Aim of the task:
Put the lines below into a numbered list, skipping any blank lines, and leave the pictures out of your answer.

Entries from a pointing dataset

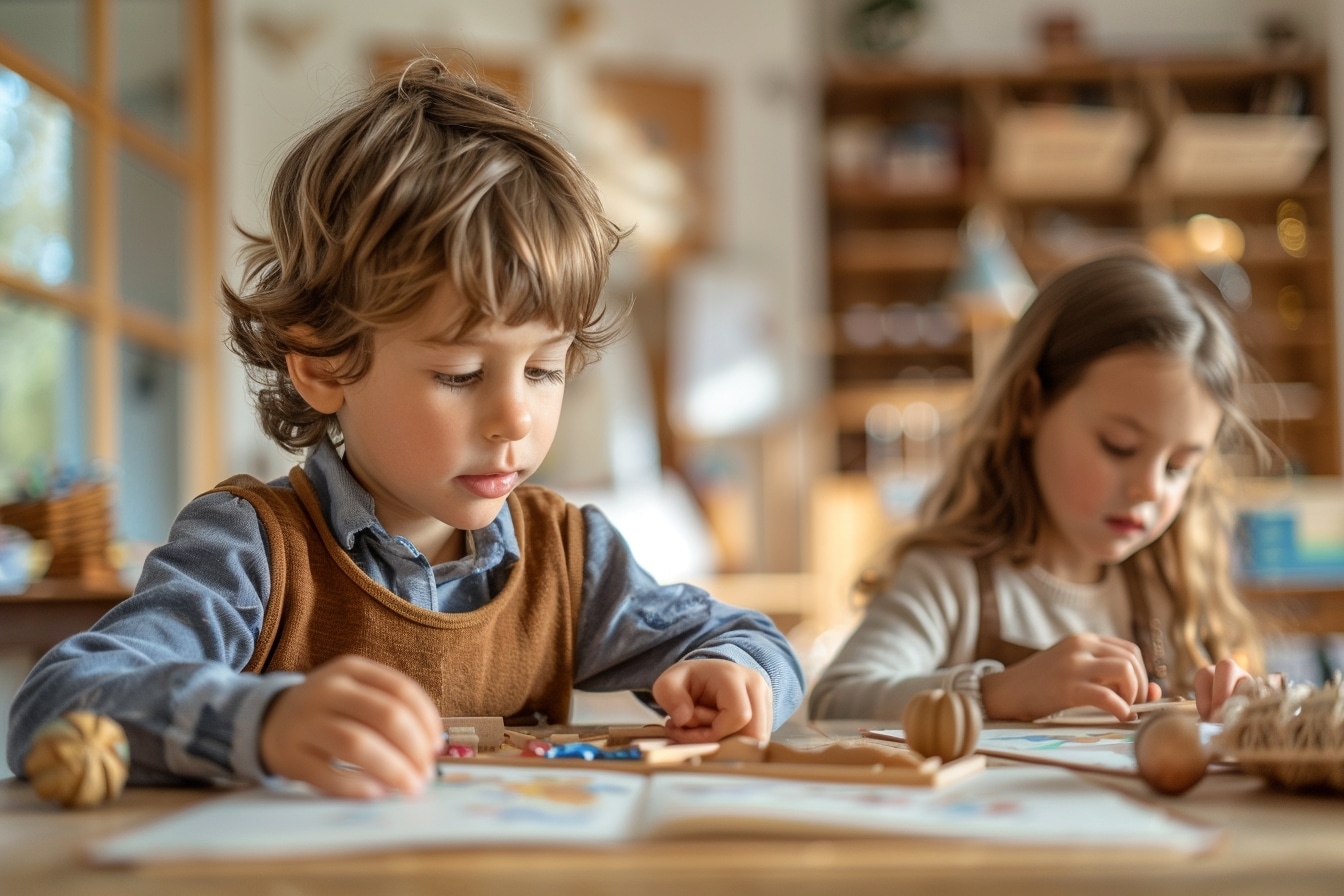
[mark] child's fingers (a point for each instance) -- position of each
(1135, 658)
(1120, 675)
(734, 709)
(1104, 699)
(672, 696)
(415, 715)
(317, 770)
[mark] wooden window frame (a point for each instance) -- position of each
(97, 304)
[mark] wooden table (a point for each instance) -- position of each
(1274, 842)
(55, 609)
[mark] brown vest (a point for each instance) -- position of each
(514, 657)
(1147, 628)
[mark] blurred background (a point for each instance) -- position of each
(839, 206)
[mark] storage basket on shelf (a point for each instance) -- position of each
(1054, 151)
(77, 524)
(1229, 153)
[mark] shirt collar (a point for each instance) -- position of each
(350, 511)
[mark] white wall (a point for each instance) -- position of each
(758, 55)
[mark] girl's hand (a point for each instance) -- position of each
(376, 722)
(1214, 685)
(712, 699)
(1081, 670)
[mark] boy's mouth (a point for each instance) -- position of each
(489, 485)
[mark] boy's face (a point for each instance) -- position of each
(438, 431)
(1114, 457)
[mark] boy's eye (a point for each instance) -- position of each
(458, 380)
(1116, 450)
(544, 375)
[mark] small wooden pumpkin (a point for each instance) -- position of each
(79, 759)
(941, 723)
(1169, 754)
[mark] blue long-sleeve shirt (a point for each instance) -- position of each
(165, 661)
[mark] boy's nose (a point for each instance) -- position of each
(510, 418)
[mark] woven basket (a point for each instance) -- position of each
(77, 525)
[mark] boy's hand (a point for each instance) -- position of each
(1214, 685)
(712, 699)
(358, 712)
(1081, 670)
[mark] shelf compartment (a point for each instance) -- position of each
(894, 251)
(1229, 153)
(1057, 151)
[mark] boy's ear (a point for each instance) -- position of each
(316, 380)
(1030, 405)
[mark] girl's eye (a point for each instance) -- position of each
(544, 375)
(1116, 450)
(457, 380)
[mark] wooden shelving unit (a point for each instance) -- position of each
(909, 153)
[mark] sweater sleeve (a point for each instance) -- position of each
(906, 642)
(631, 628)
(164, 662)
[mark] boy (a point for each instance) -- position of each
(432, 276)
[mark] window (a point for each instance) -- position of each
(108, 269)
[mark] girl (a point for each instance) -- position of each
(1074, 551)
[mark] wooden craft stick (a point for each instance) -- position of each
(676, 754)
(518, 739)
(1092, 715)
(488, 730)
(621, 735)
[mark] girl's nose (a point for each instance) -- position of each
(1147, 484)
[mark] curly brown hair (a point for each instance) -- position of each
(429, 173)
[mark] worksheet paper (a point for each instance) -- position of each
(512, 806)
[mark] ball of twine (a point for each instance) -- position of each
(78, 760)
(1293, 738)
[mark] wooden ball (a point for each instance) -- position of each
(941, 723)
(1169, 754)
(79, 759)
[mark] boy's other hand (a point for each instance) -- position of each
(1079, 670)
(374, 720)
(1214, 685)
(714, 699)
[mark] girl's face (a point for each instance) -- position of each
(1114, 457)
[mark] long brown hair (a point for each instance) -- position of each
(987, 501)
(426, 175)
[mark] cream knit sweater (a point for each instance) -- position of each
(919, 632)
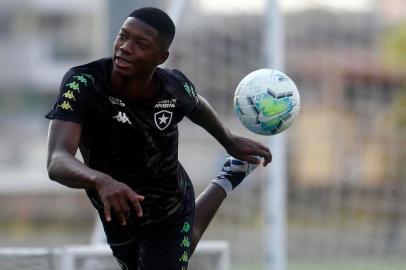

Result of this exercise:
1. [mark] child's fingers (a point for each instance) -- position of each
2. (1135, 658)
3. (1120, 675)
4. (734, 709)
5. (1104, 699)
6. (672, 696)
7. (415, 715)
8. (317, 770)
9. [mark] wooden window frame (a point for each instance) -- position of each
10. (97, 304)
11. [mark] wooden table (a point for each instance) -- position of each
12. (1274, 842)
13. (55, 609)
14. [mark] brown vest (a point for each instance) -- position of each
15. (514, 657)
16. (1147, 628)
17. [mark] blurred background (a point for each instance) -- position of each
18. (839, 206)
19. [mark] storage basket on shelf (a point for each instance) -- position of each
20. (1054, 151)
21. (77, 524)
22. (1229, 153)
23. [mark] shirt collar (a point for each instance) -- position of each
24. (350, 511)
25. [mark] white wall (a point for each instance) -- position of each
26. (758, 55)
27. [mark] girl's hand (a point for each instance) -- position of each
28. (376, 722)
29. (1214, 685)
30. (712, 699)
31. (1081, 670)
32. [mark] boy's mouth (a point for each instance) -- position of each
33. (489, 485)
34. [mark] boy's face (a point for each instance) -- position of each
35. (438, 431)
36. (1114, 457)
37. [mark] boy's eye (a point for each instance) -- position of each
38. (458, 380)
39. (1116, 450)
40. (544, 375)
41. [mark] small wooden pumpkin (a point for each instance) -- position of each
42. (79, 759)
43. (941, 723)
44. (1169, 754)
45. [mark] blue long-sleeve shirt (a point for each instance) -- position of each
46. (165, 661)
47. [mark] boy's nose (a point for each instance) -- position of each
48. (510, 418)
49. [mark] woven basket (a point for each instance) -- position of each
50. (77, 525)
51. [mark] boy's hand (a point for each instance) -- position of each
52. (1214, 685)
53. (712, 699)
54. (358, 712)
55. (1081, 670)
56. [mark] shelf compartment (a point for each instance) -- position of each
57. (894, 251)
58. (1229, 153)
59. (1057, 151)
60. [mark] boy's ear (a point for each instance) -- position of each
61. (316, 380)
62. (1030, 405)
63. [mark] girl's eye (a point for each instance) -- position of each
64. (544, 375)
65. (1116, 450)
66. (457, 380)
67. [mark] wooden shelving unit (a point for each instance) -- position of each
68. (909, 153)
69. [mark] sweater sleeve (a point for each instance) -- position of each
70. (906, 642)
71. (631, 628)
72. (164, 662)
73. [mark] boy (a point for each instance) -- position of each
74. (432, 276)
75. [mark] window (a point for each instance) -- position of each
76. (108, 269)
77. [mark] girl (a point for each instance) -- position of each
78. (1074, 551)
79. [mark] wooden craft stick (a point for each instance) -- position of each
80. (676, 754)
81. (518, 739)
82. (1092, 715)
83. (488, 730)
84. (621, 735)
85. [mark] girl's nose (a point for each instance) -- position of each
86. (1147, 484)
87. [mark] curly brown hair (a point for each instance) -- position of each
88. (429, 173)
89. [mark] worksheet paper (a point for each instance) -- position of each
90. (512, 806)
91. [mark] ball of twine (a point for each instance) -- position of each
92. (78, 760)
93. (1293, 738)
94. [mark] wooden ball (a point for each instance) -- position of each
95. (941, 723)
96. (1169, 754)
97. (79, 759)
98. [mark] boy's other hand (a point for each instance) -- position of each
99. (1079, 670)
100. (374, 720)
101. (1214, 685)
102. (714, 699)
103. [mark] girl's face (a point for each instance) -- position of each
104. (1114, 457)
105. [mark] long brown hair (a point for each instance) -- position of each
106. (987, 501)
107. (426, 175)
108. [mark] cream knit sweater (a point for each instance) -- position of each
109. (919, 632)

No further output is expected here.